***** TASK MATERIAL
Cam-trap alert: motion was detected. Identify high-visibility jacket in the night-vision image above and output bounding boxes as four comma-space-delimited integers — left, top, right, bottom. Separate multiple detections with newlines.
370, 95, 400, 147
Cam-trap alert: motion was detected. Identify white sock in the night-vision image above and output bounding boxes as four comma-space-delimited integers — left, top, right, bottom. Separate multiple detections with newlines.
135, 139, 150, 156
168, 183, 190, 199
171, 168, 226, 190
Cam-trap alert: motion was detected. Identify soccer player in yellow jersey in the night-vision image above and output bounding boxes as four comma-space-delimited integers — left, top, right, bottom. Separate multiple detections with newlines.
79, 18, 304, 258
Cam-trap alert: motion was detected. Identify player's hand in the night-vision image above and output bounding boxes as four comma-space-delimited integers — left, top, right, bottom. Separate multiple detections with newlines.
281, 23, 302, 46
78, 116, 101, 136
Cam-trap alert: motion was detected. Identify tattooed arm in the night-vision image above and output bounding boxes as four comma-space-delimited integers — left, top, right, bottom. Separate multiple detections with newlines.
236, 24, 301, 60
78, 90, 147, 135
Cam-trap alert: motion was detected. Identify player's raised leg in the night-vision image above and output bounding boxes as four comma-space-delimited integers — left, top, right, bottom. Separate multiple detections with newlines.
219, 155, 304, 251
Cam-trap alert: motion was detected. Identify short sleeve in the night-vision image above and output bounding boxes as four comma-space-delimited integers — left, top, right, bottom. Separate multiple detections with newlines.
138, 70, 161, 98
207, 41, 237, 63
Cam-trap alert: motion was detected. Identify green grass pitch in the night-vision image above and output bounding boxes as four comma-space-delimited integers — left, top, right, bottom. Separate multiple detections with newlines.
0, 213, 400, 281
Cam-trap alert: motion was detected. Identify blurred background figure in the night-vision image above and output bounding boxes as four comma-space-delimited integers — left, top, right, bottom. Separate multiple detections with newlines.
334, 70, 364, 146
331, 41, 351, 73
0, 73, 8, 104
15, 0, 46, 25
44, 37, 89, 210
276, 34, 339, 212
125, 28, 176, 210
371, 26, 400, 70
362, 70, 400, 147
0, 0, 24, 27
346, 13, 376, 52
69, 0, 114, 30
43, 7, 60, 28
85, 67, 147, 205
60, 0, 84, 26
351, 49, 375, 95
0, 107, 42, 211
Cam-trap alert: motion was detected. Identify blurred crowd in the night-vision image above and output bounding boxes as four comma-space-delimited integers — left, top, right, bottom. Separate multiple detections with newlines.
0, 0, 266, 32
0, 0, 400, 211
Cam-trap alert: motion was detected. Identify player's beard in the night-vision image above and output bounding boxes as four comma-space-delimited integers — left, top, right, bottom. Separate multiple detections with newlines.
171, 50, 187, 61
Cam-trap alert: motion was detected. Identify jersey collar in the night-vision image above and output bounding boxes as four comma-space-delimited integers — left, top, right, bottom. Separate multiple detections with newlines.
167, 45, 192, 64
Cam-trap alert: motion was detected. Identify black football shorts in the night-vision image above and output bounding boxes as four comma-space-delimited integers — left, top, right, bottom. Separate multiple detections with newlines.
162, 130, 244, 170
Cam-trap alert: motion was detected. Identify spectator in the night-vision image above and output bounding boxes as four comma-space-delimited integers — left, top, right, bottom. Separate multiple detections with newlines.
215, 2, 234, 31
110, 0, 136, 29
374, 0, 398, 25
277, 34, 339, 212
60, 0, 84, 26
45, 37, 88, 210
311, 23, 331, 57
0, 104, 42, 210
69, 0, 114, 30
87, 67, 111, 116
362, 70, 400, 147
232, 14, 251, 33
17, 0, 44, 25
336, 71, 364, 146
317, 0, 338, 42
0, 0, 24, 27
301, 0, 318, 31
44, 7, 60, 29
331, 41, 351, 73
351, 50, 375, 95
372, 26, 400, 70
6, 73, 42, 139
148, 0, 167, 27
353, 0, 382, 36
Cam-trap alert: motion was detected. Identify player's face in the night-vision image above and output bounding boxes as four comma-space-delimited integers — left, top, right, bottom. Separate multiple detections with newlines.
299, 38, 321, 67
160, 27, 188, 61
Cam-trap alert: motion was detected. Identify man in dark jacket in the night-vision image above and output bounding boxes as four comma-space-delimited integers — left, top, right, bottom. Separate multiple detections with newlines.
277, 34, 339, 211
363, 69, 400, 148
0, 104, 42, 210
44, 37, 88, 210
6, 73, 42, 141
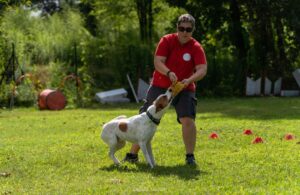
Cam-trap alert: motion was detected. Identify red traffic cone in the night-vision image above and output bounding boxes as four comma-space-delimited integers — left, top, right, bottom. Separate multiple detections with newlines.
244, 129, 253, 135
252, 137, 264, 144
209, 133, 219, 139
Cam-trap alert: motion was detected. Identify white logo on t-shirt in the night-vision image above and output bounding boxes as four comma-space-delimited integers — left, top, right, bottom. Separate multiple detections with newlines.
182, 53, 191, 61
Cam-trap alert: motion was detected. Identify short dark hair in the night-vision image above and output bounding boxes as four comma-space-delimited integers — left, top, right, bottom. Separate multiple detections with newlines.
177, 14, 195, 29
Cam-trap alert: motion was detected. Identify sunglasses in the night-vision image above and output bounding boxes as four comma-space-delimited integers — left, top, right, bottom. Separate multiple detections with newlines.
177, 26, 193, 33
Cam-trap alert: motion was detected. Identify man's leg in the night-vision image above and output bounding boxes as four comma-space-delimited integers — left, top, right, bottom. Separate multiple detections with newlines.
173, 91, 197, 165
179, 117, 196, 154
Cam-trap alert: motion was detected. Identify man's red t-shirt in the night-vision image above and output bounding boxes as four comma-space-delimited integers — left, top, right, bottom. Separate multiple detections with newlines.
152, 33, 206, 91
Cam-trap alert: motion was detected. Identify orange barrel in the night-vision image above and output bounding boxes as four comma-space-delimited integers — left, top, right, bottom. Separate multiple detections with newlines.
38, 89, 67, 110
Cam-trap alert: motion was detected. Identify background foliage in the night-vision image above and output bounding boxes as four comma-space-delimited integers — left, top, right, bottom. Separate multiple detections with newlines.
0, 0, 300, 105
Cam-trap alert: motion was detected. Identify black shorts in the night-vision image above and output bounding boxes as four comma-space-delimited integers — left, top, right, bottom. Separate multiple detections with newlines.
140, 86, 197, 123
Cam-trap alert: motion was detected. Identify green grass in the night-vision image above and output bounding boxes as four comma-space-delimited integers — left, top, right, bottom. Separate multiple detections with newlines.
0, 98, 300, 194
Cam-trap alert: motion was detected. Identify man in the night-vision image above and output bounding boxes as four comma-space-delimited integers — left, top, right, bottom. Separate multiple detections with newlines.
124, 14, 207, 165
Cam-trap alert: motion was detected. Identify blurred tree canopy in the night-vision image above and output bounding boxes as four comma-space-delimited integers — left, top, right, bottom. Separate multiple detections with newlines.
0, 0, 300, 106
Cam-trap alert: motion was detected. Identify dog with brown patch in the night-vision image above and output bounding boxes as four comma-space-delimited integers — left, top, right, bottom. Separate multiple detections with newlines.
101, 88, 173, 168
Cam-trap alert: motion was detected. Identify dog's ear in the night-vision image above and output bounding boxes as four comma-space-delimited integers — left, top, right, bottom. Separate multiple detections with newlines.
155, 104, 164, 113
119, 121, 128, 132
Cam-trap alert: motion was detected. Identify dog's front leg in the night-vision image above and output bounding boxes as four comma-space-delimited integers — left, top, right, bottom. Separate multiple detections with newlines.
139, 142, 154, 168
146, 140, 155, 166
108, 145, 120, 165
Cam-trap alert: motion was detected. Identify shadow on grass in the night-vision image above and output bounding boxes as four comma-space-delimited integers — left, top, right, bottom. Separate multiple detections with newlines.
99, 163, 207, 180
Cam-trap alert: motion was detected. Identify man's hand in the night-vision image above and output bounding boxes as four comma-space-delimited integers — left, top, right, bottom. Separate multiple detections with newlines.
168, 72, 177, 84
181, 79, 192, 87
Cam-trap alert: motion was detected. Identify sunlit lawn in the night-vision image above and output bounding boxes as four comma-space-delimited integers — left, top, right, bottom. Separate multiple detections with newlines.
0, 98, 300, 194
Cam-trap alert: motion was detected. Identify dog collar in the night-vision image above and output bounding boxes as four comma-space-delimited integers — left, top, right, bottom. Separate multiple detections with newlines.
146, 111, 160, 125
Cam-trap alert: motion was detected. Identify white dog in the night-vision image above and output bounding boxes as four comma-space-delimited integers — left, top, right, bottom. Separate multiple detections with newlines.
101, 88, 172, 168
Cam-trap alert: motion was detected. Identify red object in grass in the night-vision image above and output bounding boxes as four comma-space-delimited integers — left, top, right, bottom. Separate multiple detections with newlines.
209, 133, 219, 139
38, 89, 67, 110
252, 137, 264, 144
244, 129, 253, 135
284, 133, 295, 140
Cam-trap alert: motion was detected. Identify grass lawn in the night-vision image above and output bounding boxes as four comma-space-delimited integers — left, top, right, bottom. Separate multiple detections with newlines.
0, 97, 300, 194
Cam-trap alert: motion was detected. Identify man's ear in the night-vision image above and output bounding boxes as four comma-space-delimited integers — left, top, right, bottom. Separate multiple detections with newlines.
155, 104, 164, 113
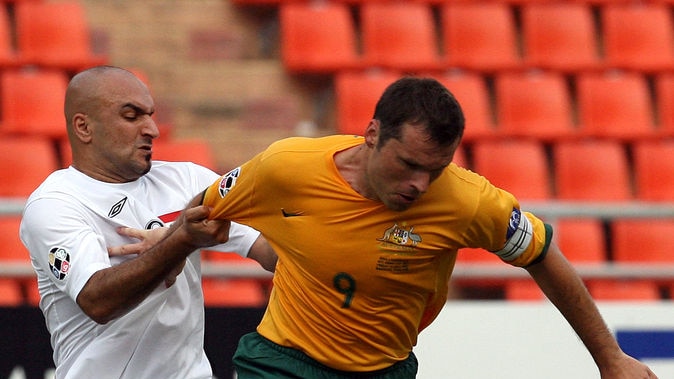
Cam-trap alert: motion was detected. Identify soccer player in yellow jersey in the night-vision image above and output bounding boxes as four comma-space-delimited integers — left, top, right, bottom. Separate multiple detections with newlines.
181, 77, 655, 379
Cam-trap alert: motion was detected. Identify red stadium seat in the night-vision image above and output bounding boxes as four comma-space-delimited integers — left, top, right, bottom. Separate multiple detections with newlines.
279, 2, 360, 73
611, 219, 674, 263
433, 70, 497, 142
440, 2, 522, 71
15, 1, 107, 72
654, 72, 674, 137
0, 3, 20, 69
521, 2, 602, 72
472, 140, 553, 200
335, 71, 400, 135
0, 278, 24, 307
553, 218, 608, 264
494, 71, 576, 141
202, 250, 270, 307
587, 280, 661, 301
152, 138, 218, 170
576, 71, 658, 141
360, 2, 442, 72
552, 140, 633, 201
0, 70, 68, 139
0, 137, 59, 198
632, 140, 674, 202
600, 3, 674, 72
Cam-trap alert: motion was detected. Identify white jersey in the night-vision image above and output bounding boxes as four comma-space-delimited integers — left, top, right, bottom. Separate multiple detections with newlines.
20, 161, 259, 379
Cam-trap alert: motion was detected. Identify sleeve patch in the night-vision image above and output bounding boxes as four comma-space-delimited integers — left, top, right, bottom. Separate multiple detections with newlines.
49, 247, 70, 280
495, 208, 533, 262
218, 167, 241, 198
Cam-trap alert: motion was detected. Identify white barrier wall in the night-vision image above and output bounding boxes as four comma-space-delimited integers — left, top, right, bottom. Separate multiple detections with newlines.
414, 301, 674, 379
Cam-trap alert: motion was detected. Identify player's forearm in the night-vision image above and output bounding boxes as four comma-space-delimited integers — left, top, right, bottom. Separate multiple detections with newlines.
528, 244, 622, 367
77, 224, 196, 324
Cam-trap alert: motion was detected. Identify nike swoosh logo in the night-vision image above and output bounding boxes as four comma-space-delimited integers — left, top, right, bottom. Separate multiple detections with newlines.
281, 208, 302, 217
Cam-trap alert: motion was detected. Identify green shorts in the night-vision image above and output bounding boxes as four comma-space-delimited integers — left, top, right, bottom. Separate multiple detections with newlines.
233, 332, 419, 379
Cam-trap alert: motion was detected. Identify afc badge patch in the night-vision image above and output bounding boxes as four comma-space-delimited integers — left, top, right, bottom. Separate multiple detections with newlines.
218, 167, 241, 197
49, 247, 70, 280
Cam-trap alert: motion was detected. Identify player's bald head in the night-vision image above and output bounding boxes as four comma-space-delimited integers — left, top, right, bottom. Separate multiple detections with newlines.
64, 66, 145, 126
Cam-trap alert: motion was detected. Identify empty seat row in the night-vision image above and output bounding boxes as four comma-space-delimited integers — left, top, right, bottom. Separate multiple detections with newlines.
462, 139, 674, 202
334, 70, 674, 141
279, 1, 674, 73
0, 0, 107, 72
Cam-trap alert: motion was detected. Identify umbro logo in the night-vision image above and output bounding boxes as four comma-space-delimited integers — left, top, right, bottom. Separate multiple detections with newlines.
281, 208, 304, 217
108, 196, 126, 218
**********
STATED EXERCISE
Retype the material from its first line through the line containing "79, 18, 304, 258", reproducing every line exactly.

IN RESPONSE
Cam-trap alert: motion was detected. Identify high-visibility jacket in the night-vision image above and output bounding boxes as four comma-space-delimited integers — left, top, right, bottom. Separate multiple detections with newlines.
370, 95, 400, 147
Cam-trap alert: motion was detected. Identify white sock in the night-vision image above and output bounding boxes as four comma-space-delimited integers — left, top, right, bottom. Separate multiple detections with newlines.
135, 139, 150, 156
168, 183, 190, 199
171, 168, 226, 190
Cam-trap alert: motion was detected. Identify soccer player in yellow jersey in the night-vision image above and output bounding boxes as four comma-space-delimited integers — left, top, right, bottom. Separate multiple detections with newlines.
79, 18, 304, 258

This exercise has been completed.